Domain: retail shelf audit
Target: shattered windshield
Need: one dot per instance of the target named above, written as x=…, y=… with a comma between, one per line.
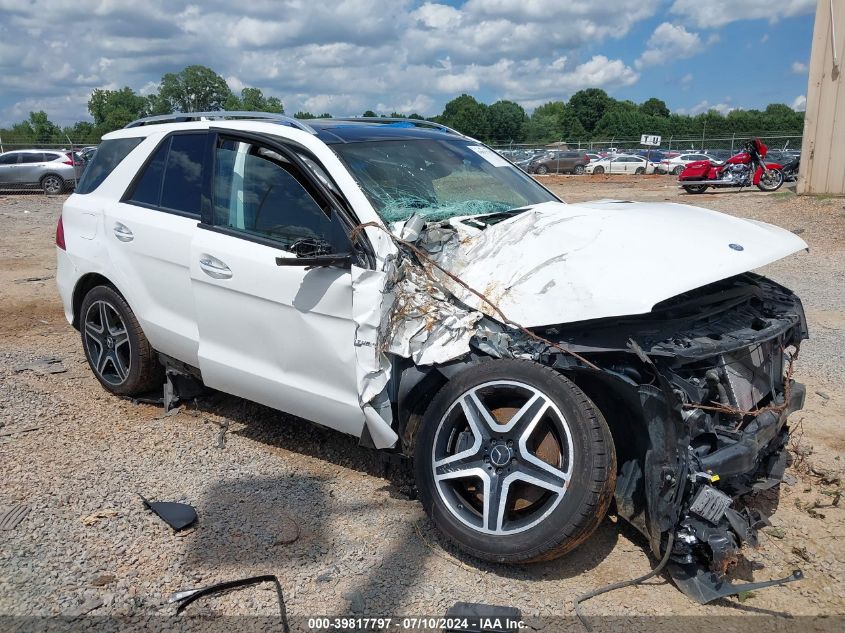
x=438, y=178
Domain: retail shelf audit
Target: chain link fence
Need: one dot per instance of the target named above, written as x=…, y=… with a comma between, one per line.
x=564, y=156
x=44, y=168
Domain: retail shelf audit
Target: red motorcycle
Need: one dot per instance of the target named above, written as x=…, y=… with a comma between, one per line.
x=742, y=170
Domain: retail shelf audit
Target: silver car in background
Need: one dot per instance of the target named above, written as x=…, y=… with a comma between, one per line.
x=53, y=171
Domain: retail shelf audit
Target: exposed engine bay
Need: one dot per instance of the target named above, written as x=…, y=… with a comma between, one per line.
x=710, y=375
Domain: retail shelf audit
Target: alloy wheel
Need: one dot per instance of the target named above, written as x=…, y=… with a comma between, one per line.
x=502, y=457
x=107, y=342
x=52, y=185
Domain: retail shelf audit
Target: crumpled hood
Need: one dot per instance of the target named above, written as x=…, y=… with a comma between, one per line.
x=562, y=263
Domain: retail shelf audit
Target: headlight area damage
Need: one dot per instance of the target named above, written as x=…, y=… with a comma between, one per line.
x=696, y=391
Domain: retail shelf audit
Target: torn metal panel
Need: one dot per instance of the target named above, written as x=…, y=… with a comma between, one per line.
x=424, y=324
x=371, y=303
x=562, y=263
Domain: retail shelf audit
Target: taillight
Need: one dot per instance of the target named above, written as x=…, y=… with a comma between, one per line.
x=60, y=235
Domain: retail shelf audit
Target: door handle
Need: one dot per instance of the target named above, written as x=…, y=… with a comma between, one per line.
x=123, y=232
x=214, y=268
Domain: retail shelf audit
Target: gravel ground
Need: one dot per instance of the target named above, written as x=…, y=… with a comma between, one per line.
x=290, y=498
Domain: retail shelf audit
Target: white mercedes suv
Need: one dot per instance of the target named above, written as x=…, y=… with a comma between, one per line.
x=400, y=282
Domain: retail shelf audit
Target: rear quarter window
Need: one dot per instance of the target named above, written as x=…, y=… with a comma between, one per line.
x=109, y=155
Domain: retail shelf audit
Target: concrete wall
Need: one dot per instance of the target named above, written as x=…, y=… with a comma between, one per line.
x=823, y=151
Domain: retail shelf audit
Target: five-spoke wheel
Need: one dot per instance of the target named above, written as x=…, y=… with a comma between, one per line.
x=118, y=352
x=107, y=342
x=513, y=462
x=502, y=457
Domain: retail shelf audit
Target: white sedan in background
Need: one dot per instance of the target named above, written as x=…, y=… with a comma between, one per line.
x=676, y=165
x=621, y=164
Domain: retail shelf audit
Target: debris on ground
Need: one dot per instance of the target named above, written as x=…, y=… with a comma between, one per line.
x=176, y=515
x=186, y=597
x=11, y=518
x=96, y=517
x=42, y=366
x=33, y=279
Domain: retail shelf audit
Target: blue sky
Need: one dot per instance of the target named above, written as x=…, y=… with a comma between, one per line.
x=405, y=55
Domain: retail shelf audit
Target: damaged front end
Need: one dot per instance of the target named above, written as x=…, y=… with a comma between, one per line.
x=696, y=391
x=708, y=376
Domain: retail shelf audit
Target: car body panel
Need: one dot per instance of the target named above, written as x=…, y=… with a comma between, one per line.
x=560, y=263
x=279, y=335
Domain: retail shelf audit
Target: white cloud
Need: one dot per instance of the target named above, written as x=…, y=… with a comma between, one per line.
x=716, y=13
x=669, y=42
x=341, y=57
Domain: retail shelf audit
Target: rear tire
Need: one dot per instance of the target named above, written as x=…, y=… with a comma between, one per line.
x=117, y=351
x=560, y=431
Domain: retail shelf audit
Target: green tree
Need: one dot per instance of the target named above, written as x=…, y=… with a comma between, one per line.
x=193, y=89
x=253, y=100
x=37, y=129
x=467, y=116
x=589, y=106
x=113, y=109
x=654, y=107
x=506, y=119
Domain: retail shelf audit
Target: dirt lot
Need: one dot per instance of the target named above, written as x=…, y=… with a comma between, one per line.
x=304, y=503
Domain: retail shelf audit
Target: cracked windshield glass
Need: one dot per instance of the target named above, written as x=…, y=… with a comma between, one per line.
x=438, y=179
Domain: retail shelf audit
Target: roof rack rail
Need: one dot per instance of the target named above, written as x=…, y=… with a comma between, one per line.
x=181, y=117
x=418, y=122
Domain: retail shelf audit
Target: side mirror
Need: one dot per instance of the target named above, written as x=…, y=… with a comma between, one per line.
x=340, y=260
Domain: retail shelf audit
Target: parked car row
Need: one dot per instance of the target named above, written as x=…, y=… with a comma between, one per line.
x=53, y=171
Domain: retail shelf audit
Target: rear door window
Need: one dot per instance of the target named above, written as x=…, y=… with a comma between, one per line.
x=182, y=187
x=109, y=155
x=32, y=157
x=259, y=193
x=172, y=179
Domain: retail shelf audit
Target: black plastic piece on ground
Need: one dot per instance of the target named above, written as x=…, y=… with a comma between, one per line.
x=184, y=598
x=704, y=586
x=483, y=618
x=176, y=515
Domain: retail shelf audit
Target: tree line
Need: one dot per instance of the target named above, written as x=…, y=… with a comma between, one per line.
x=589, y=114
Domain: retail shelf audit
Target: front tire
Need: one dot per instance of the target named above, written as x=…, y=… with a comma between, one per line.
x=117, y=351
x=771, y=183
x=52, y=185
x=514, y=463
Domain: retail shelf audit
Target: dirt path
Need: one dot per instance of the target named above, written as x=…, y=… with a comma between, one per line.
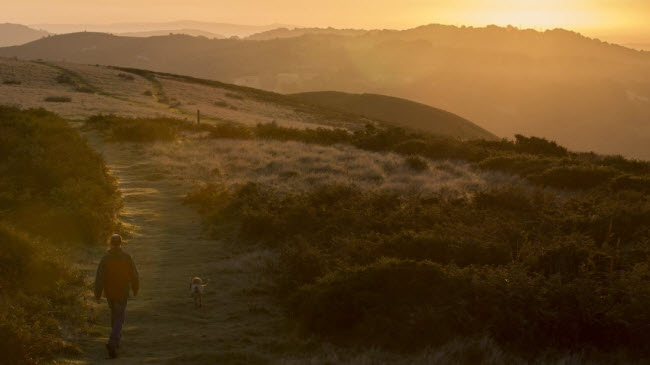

• • • • •

- _Exercise objective_
Please copy each line of the entries above that contains the word "front". Case counts.

- _Reply to the task_
Target: damaged front end
Target: front tire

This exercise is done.